[Entries shown Boundary: Start]

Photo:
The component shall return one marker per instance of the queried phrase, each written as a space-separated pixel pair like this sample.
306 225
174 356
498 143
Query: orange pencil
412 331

[Entries shown Boundary: End]

Your instructions: Copy, exactly and with nothing added, the lines from the one containing "The component shall" through the end of the records.

Your response:
The component shall return one marker per instance of the queried phrase, each written as a space-separated pixel pair like this sample.
306 225
174 356
498 143
Query: orange pencil
412 331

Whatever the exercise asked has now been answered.